> WHAT THE TASK ASKS
Put the lines of the records below into a numbered list, skipping blank lines, covering the stretch from the start of the records through the line containing "(1024, 556)".

> DATA RECORDS
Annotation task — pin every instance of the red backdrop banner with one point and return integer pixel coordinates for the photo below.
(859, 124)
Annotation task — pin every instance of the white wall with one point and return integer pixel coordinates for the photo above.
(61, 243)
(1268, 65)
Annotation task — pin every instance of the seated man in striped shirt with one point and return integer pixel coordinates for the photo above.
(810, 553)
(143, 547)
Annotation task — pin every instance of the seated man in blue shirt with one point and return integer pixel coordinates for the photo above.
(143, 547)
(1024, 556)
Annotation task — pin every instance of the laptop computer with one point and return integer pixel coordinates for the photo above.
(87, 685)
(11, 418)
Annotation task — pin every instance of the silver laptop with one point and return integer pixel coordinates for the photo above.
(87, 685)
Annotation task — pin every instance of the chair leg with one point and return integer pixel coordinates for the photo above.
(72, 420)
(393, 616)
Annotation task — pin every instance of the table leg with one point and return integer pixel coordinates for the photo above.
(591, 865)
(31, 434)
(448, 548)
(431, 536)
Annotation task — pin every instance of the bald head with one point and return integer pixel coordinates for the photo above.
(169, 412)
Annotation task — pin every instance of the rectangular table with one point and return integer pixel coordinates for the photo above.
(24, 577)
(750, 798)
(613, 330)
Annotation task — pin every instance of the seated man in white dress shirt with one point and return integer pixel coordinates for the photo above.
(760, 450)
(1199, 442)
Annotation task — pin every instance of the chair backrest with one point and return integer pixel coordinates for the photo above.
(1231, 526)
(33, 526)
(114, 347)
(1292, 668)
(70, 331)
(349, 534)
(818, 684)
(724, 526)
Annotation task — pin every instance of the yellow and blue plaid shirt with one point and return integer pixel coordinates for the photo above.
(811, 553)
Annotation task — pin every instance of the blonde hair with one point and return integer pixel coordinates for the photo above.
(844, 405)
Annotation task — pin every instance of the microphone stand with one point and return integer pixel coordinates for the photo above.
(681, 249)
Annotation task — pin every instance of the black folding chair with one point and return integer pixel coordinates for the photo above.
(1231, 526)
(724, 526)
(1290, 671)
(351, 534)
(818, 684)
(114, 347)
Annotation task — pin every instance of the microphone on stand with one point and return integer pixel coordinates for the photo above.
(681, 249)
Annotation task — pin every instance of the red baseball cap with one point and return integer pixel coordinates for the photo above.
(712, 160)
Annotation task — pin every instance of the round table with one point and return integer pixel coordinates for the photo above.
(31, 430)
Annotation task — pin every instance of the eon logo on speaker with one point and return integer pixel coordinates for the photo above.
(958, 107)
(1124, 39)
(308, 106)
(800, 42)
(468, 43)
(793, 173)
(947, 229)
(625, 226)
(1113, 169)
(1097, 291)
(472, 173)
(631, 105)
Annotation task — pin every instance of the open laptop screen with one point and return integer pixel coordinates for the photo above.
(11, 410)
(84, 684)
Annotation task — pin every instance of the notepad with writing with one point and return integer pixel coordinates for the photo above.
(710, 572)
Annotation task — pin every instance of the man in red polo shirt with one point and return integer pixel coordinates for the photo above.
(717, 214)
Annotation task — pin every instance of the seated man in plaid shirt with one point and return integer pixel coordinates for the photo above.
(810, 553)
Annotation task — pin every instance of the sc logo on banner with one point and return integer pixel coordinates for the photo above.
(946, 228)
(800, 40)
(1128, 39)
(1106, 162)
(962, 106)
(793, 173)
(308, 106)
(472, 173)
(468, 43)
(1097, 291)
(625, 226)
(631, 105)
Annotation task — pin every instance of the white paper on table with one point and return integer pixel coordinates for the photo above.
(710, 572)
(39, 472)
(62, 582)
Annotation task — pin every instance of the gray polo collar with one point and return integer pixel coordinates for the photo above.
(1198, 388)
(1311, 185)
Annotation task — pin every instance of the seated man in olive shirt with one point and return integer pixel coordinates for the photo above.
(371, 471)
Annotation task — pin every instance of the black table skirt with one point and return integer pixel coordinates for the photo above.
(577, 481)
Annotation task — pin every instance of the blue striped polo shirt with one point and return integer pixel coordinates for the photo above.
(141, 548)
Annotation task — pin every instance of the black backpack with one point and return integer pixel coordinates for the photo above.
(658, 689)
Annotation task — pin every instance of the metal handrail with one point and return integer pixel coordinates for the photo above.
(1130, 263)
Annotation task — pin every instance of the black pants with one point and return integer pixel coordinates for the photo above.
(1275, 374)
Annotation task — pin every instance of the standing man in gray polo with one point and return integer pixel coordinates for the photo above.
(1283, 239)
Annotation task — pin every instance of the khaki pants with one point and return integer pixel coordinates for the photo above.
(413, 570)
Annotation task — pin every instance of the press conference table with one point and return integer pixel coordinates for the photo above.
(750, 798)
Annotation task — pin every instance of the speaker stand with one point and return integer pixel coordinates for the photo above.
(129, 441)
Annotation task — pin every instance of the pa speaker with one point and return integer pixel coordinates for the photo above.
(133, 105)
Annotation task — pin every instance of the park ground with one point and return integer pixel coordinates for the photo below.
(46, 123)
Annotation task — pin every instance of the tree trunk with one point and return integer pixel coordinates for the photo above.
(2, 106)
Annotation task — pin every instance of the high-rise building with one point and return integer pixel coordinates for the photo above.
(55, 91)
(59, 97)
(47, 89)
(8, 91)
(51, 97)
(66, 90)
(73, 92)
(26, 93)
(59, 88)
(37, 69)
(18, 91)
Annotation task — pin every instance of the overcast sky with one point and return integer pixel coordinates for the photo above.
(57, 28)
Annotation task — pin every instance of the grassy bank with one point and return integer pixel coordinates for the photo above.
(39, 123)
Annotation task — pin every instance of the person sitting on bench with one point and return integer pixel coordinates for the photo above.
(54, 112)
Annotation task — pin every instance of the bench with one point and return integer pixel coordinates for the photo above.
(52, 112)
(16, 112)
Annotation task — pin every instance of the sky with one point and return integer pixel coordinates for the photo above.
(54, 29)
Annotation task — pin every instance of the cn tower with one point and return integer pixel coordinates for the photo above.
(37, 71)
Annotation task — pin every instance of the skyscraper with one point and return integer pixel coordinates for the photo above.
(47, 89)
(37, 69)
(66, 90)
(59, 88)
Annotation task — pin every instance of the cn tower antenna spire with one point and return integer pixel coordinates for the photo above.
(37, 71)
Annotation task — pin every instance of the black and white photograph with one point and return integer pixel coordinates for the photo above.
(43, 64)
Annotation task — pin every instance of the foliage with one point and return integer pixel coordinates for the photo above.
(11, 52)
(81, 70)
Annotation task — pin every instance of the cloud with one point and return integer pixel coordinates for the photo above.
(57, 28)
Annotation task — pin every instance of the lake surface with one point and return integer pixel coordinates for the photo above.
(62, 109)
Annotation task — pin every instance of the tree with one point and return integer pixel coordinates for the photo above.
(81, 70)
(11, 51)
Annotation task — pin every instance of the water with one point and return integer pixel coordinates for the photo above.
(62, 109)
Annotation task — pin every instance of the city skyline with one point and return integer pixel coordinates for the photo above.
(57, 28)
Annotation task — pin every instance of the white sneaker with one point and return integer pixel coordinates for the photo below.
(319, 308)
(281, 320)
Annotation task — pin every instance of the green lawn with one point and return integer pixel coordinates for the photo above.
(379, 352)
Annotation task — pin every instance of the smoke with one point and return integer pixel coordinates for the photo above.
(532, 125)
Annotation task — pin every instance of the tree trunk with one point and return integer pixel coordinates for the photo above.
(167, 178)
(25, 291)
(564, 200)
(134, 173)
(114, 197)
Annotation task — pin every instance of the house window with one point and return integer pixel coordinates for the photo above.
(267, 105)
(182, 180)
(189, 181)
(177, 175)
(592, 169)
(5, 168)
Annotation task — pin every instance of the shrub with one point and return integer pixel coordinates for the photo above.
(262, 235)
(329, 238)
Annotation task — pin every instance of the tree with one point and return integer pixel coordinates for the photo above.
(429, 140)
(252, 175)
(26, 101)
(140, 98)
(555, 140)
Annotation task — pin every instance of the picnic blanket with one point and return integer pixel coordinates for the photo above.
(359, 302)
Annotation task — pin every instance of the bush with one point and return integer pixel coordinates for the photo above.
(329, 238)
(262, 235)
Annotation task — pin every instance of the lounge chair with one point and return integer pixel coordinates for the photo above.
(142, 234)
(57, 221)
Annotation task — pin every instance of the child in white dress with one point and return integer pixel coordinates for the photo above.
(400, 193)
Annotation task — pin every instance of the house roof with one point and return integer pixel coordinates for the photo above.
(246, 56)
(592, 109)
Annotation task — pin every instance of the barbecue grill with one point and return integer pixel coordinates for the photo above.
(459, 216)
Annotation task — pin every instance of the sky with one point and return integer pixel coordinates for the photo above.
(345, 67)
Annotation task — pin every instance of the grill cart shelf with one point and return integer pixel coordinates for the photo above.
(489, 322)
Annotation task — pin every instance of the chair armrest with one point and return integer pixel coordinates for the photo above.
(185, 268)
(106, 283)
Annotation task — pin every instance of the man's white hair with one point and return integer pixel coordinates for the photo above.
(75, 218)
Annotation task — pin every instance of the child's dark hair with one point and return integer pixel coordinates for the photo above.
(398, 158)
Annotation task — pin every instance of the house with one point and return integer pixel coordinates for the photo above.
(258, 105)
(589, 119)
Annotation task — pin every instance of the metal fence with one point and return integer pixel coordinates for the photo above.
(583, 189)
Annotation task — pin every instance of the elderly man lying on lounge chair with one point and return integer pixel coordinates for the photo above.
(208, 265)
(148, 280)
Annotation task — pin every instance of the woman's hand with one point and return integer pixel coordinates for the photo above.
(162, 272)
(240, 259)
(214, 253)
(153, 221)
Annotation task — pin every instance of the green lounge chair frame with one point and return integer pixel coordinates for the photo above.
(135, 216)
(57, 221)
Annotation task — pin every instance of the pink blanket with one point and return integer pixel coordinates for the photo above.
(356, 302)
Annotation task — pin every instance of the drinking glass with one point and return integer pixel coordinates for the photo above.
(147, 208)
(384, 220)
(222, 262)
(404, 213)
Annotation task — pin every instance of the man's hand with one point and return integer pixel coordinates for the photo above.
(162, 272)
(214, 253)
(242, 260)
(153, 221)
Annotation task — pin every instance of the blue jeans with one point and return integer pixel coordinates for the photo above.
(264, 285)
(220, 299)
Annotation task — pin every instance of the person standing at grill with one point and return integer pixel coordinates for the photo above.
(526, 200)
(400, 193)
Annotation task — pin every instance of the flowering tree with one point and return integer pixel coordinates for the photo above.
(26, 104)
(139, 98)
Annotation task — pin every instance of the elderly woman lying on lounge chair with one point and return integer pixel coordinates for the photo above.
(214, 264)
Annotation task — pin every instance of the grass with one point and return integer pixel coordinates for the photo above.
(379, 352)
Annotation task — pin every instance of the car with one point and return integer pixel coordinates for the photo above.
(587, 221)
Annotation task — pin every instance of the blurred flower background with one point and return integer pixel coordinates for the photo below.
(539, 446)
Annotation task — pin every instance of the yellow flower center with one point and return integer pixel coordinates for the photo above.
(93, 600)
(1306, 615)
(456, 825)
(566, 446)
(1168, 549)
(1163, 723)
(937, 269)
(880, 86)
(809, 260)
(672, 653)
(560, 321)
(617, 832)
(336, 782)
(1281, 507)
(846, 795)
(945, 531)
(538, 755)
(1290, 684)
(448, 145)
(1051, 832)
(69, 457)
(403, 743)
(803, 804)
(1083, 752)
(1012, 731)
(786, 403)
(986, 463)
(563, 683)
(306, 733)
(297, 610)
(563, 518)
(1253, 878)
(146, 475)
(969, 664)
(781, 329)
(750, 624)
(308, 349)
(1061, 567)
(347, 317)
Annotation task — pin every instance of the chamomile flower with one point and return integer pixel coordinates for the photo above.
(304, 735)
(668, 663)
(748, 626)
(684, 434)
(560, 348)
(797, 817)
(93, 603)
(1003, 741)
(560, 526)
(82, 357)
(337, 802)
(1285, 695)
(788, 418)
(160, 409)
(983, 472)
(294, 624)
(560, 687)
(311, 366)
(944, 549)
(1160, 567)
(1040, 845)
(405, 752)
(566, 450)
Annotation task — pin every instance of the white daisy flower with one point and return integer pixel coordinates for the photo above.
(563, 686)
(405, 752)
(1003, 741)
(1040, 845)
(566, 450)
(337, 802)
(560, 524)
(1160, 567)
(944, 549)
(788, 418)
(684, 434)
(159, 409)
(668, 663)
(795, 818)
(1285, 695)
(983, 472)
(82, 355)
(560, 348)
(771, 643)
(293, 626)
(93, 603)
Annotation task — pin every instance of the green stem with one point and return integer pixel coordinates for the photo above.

> EXERCISE ANSWER
1. Annotation task — pin every instance of the red backdrop banner with one point and return integer pixel coordinates for the photo below.
2. (859, 124)
3. Annotation task — pin every instance of the white wall with one point and return integer pixel coordinates for the photo above.
4. (61, 243)
5. (1268, 65)
6. Annotation task — pin every instance of the seated man in striped shirt with one point and return integer pixel coordinates for the photo above.
7. (810, 553)
8. (143, 547)
9. Annotation task — pin every instance of the seated man in blue shirt with one point and return integer pixel coordinates for the photo above.
10. (143, 547)
11. (1024, 556)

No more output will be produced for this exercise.